» Partes do exercício:
1. Resuma em duas frases o trecho sobre as fugas de membros do PCC.
2. Reproduza literalmente a parte do trecho sobre as fugas de membros do PCC que se inicia com as palavras contendo "O desembargador aposentado" e se encerra em "fundada em 1993.".
3. Prossiga com o trecho sobre as fugas de membros do PCC a partir da última frase apresentada.

» Trecho do documento:
------------
Duas fugas e em apenas dois dias dezenas de membros da facção criminosa Primeiro Comando da Capital (PCC) estão nas ruas novamente. Primeiro, 76 homens fugiram de um presídio em Pedro Juan Caballero, no Paraguai, por um túnel. Depois, outros 25 escaparam da Penitenciária Doutor Francisco D'Oliveira Conde, no Acre.

No Paraguai, o diretor do presídio e 30 agentes penitenciários foram presos e serão investigados sob a suspeita de colaborarem com a fuga. Mas o que simbolizam essas fugas para a maior facção criminosa do Brasil?

O desembargador aposentado Wálter Maierovitch, fundador do Instituto Brasileiro Giovanni Falcone de Ciências Criminais, acredita que as fugas podem ter sido coordenadas e que são uma demonstração de força da facção fundada em 1993.
------------
» Conjunto de dados:
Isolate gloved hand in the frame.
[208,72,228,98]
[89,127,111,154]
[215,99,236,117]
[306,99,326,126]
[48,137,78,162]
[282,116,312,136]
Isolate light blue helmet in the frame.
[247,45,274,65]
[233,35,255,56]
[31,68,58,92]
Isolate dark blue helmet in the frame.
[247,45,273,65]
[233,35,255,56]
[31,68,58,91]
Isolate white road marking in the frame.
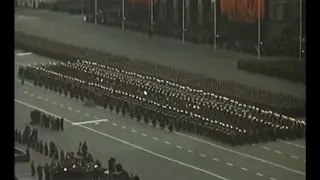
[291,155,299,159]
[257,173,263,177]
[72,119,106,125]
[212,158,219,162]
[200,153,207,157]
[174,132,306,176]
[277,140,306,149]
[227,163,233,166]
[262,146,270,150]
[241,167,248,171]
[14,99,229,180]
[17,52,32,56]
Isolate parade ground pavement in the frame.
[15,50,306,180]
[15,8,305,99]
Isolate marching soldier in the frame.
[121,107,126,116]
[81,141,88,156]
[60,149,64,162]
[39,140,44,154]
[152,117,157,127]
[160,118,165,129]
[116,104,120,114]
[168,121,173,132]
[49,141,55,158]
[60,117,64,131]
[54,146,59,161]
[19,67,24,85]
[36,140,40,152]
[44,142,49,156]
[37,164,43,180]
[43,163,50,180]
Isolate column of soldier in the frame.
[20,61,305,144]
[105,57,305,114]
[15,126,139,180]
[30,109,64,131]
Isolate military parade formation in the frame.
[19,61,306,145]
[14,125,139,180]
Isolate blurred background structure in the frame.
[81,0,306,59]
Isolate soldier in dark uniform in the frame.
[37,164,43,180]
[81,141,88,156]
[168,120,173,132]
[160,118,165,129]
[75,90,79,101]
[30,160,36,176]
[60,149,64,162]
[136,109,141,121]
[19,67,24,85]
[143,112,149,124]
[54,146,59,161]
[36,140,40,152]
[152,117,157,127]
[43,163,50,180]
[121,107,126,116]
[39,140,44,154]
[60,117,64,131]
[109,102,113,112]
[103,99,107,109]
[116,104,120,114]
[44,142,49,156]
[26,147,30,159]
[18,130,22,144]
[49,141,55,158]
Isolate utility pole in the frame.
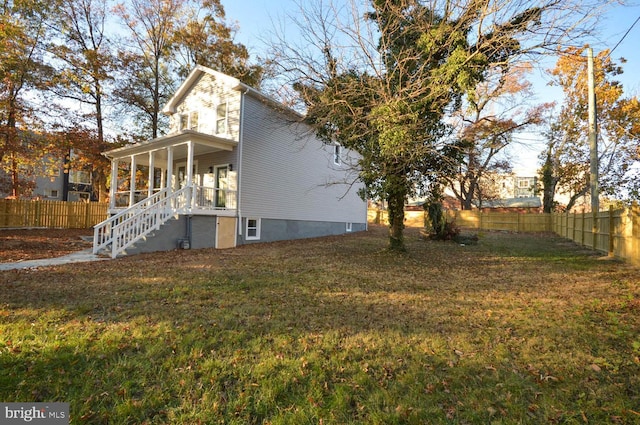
------------
» Respostas escritas:
1. Em dois dias, 76 membros do PCC fugiram por um túnel de um presídio em Pedro Juan Caballero, no Paraguai, e outros 25 escaparam da Penitenciária Doutor Francisco D'Oliveira Conde, no Acre; no Paraguai, o diretor do presídio e 30 agentes penitenciários foram presos sob suspeita de colaborar com a fuga. O desembargador aposentado Wálter Maierovitch acredita que as fugas podem ter sido coordenadas e que são uma demonstração de força da facção, fundada em 1993.

2.
O desembargador aposentado Wálter Maierovitch, fundador do Instituto Brasileiro Giovanni Falcone de Ciências Criminais, acredita que as fugas podem ter sido coordenadas e que são uma demonstração de força da facção fundada em 1993.

3.
"Talvez essas ações em outros países sejam sinais de força e de que o PCC quer uma tratativa com o governo. Talvez para forçar a volta dos líderes (transferidos para presídios federais) para São Paulo. Ou menos policiamento em certas áreas", afirmou.

Por outro lado, ele diz que será um "grave erro" se o governo aceitar ou der publicidade a casos como esses.

"Seria um erro negociar. Não se faz tratativas com o crime organizado. Quando houve tratativas entre o Estado e a máfia na Itália não deu certo. O crime se sentiu mais forte e declarou guerra", afirmou.

Já Bruno Paes Manso, pesquisador do Núcleo de Estudos da Violência da USP e um dos autores do livro A Guerra: a ascensão do PCC e o mundo do crime no Brasil (Ed. Todavia), vê as fugas como algo natural e que ainda não é possível dizer se foram coordenadas.

"Nesses 25 anos de PCC e quase 40 anos da facção Comando Vermelho o objetivo de quem está preso é fugir. As fugas são muito valorizadas e algumas vezes custam caro, por conta da engenharia e até pagamento de propina para funcionários", afirmou.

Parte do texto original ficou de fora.